Give the data again, word for word.

*-*-*

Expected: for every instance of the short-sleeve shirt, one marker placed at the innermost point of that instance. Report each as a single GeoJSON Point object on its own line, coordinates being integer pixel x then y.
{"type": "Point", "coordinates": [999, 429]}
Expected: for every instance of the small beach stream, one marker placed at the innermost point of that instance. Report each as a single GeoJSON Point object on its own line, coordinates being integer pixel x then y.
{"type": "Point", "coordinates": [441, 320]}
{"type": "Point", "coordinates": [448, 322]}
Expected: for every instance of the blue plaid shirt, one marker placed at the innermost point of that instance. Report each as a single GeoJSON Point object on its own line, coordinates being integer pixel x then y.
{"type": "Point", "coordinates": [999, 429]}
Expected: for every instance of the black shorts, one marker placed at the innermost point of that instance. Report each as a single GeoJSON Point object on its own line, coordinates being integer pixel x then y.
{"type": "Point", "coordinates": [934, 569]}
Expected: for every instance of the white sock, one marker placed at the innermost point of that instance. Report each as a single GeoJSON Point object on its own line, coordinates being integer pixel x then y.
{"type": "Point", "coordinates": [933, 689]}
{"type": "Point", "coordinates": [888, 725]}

*-*-*

- Response to the task -
Expected: for every instance of the short-sleeve shirt, one marker placed at the innermost point of that instance. Report each as a single GeoJSON Point object on its own line, coordinates being integer pixel x then y.
{"type": "Point", "coordinates": [999, 429]}
Expected: for every instance of the small beach stream, one marker placed at the innermost point of that instance. Report each as a single GeoJSON Point object on its own line, coordinates being integer pixel x then y.
{"type": "Point", "coordinates": [441, 320]}
{"type": "Point", "coordinates": [448, 322]}
Expected: for every instance of the blue plaid shirt, one marker placed at the innermost point of that instance. Report each as a single GeoJSON Point object on its own line, coordinates being integer pixel x then y.
{"type": "Point", "coordinates": [999, 429]}
Expected: for every instance of the black shorts, one marker placed at the innermost point of that instance. Report each as a single GeoJSON Point object on its own line, coordinates being integer pixel x then y.
{"type": "Point", "coordinates": [934, 569]}
Expected: for every instance of the white sock, one marker placed at the innermost point of that instance. Report each as a single GeoJSON Point object on its own line, coordinates being integer pixel x then y.
{"type": "Point", "coordinates": [933, 689]}
{"type": "Point", "coordinates": [888, 725]}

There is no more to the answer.